> WHAT YOU WILL DO
Reproduce the records from their beginning through the line containing "positive clicks: (195, 201)", swapping every "clicks" for "taps" and changing nothing else. Leave the pictures out of the reproduction.
##### RECORDS PROVIDED
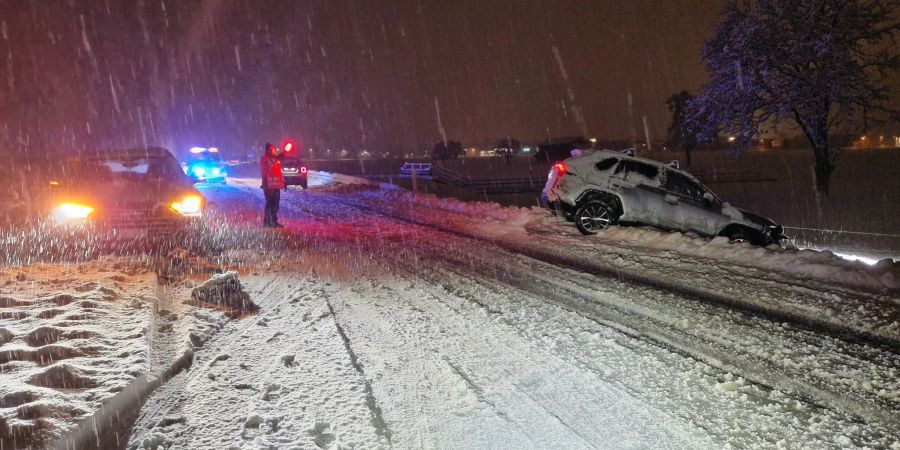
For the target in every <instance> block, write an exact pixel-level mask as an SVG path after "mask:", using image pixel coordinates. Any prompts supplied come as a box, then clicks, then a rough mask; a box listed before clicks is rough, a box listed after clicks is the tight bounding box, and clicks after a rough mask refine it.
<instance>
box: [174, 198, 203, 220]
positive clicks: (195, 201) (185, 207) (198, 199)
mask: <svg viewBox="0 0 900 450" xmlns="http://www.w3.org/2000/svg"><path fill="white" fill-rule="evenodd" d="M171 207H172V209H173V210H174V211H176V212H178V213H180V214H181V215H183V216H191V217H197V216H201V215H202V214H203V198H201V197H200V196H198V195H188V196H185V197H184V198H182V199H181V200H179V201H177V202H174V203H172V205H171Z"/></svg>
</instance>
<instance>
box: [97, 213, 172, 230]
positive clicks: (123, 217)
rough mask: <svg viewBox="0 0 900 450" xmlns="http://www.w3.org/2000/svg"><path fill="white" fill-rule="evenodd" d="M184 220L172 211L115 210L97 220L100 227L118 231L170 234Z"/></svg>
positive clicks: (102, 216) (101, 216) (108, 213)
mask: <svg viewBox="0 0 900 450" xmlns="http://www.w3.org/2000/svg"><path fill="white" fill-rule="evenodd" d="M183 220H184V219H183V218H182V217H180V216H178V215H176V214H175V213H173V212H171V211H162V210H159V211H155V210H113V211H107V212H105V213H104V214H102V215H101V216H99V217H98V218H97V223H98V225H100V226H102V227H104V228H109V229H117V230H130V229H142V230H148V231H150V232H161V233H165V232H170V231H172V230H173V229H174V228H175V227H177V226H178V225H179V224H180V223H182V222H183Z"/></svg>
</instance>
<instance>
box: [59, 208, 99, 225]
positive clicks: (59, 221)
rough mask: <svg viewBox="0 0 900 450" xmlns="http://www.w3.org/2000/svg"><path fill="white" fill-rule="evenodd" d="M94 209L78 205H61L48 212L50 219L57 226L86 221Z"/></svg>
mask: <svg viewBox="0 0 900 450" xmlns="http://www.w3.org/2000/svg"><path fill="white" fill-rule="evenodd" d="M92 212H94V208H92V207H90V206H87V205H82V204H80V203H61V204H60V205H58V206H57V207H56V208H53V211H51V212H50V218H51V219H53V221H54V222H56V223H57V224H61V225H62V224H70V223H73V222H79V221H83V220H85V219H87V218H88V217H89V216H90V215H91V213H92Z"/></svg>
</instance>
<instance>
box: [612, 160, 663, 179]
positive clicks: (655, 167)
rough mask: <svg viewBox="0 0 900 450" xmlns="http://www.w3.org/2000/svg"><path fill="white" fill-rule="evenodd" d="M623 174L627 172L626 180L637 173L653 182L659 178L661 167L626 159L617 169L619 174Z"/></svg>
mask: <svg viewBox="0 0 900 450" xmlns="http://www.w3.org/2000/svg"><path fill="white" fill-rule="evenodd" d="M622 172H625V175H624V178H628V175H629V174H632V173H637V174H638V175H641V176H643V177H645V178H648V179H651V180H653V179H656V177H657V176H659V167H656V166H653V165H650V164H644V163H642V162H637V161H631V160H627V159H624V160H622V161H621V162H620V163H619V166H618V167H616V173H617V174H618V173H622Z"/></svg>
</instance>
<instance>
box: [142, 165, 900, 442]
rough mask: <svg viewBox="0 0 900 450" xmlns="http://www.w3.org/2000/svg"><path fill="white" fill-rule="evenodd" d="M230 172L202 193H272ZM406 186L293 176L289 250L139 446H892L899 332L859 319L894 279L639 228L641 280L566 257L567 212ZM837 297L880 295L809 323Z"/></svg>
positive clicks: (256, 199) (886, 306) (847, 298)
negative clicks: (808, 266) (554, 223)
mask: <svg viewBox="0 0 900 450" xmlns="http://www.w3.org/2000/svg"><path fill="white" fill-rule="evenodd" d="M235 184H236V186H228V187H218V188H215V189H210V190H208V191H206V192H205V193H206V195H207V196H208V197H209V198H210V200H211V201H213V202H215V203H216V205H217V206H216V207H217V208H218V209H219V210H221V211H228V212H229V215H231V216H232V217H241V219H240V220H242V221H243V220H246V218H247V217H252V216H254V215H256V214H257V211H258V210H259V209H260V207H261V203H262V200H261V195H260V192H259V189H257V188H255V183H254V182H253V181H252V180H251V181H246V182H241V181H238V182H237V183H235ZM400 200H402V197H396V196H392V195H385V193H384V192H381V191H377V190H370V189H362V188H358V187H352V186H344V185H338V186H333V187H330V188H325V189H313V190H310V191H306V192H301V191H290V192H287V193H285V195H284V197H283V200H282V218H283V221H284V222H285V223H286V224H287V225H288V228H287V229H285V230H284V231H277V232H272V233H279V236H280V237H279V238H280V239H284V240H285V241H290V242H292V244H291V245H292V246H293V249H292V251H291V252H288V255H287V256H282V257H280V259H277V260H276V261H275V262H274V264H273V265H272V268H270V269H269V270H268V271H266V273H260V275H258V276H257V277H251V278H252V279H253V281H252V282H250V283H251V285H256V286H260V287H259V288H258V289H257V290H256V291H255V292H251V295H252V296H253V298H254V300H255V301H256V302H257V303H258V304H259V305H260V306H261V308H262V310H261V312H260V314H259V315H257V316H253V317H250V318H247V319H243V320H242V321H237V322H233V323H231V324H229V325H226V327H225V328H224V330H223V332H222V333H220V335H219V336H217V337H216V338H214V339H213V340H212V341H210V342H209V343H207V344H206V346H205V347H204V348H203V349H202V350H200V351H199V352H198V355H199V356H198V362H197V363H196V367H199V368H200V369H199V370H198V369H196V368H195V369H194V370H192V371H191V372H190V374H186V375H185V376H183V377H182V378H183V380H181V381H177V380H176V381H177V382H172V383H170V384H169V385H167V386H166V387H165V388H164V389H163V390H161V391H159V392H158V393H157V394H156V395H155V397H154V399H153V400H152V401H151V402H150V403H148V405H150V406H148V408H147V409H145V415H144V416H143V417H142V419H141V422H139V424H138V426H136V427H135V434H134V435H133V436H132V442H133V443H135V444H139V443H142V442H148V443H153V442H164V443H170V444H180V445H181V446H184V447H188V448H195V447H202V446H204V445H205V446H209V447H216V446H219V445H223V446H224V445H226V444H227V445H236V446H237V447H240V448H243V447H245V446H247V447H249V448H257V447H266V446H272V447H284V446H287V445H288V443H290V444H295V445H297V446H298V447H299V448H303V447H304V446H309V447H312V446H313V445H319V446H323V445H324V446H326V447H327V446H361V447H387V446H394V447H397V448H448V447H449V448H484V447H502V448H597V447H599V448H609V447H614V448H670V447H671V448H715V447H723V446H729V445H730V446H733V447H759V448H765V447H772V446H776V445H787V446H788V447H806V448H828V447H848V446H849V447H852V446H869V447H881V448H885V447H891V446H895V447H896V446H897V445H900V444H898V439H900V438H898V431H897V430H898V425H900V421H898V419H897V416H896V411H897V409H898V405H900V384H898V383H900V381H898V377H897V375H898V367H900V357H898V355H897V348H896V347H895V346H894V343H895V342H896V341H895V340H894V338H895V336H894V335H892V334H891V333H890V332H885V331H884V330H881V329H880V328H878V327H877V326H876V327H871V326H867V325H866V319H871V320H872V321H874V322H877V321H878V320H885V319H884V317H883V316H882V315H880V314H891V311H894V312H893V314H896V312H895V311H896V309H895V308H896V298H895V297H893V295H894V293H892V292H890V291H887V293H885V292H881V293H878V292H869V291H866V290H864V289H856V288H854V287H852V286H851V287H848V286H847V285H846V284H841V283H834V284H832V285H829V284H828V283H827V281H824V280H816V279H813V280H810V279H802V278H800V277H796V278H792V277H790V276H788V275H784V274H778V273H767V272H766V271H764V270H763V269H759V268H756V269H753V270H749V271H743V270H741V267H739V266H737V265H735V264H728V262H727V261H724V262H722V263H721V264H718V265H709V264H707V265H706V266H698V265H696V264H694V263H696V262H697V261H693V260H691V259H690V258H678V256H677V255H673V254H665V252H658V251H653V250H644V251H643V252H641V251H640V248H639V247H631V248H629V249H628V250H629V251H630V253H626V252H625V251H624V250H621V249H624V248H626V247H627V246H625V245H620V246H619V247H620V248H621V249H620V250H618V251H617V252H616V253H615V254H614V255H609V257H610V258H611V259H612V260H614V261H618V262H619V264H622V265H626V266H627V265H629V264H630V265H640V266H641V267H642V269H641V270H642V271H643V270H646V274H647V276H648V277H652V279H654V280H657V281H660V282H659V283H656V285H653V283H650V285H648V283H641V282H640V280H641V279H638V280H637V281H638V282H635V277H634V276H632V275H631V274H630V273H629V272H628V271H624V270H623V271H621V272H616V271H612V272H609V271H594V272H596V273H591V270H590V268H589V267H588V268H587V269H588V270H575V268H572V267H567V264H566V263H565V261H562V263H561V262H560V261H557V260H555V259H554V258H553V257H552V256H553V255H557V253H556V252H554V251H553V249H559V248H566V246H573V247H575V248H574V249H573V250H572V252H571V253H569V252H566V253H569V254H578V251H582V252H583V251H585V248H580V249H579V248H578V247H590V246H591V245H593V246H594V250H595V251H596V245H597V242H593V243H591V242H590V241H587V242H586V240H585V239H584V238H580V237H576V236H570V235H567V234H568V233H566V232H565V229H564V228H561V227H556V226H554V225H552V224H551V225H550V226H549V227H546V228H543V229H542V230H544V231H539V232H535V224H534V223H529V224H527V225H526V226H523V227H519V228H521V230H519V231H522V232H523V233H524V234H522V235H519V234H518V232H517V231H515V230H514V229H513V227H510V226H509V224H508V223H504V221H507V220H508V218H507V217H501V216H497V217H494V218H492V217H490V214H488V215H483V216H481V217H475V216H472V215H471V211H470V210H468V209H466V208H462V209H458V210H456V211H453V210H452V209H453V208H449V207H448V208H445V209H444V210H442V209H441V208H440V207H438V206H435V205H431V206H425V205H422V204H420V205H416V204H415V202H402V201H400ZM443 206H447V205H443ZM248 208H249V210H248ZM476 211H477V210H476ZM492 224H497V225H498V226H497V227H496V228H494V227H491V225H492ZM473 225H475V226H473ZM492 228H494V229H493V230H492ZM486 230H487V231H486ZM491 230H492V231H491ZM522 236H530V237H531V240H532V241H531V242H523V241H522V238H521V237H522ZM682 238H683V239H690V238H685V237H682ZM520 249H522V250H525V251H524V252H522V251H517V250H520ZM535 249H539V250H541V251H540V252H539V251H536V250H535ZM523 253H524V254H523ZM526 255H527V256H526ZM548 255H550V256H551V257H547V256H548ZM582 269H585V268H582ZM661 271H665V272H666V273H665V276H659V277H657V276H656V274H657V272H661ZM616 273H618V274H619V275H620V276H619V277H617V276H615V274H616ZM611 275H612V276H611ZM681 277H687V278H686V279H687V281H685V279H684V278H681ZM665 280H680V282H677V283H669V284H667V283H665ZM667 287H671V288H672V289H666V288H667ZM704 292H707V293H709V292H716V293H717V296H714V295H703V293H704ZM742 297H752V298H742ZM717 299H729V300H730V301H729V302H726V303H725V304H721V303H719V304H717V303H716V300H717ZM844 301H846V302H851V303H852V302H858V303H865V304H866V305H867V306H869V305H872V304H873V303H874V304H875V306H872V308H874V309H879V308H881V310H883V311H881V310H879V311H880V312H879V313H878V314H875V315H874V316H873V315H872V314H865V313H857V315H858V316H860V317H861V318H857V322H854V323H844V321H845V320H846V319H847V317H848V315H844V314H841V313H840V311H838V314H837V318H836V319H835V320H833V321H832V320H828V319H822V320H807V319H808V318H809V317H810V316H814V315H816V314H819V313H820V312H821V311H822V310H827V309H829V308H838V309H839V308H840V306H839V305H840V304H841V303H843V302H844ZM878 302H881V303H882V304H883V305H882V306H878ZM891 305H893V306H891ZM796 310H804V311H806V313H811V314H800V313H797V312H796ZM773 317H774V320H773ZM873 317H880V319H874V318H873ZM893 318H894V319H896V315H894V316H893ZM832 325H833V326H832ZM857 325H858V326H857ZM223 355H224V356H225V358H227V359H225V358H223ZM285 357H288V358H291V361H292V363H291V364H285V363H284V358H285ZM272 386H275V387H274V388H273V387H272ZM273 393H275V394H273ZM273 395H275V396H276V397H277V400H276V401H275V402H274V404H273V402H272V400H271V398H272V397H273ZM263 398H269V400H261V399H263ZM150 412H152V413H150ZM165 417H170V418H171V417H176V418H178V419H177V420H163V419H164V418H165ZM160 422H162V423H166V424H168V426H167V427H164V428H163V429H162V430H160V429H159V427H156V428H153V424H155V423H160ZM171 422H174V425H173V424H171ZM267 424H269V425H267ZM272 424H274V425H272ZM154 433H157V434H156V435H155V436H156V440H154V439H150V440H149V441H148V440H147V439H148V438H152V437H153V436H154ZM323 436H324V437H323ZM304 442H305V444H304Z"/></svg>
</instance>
##########
> YOUR SOLUTION
For the target in every <instance> block, write an exact pixel-level mask as an SVG path after "mask:", using image pixel coordinates. Any prompts supplied come as a box, then taps, then a rough mask; a box listed before taps is rough, a box listed after taps is the tight bounding box, and taps after a rough mask refine it.
<instance>
box: [174, 198, 203, 220]
positive taps: (195, 201) (185, 207) (198, 199)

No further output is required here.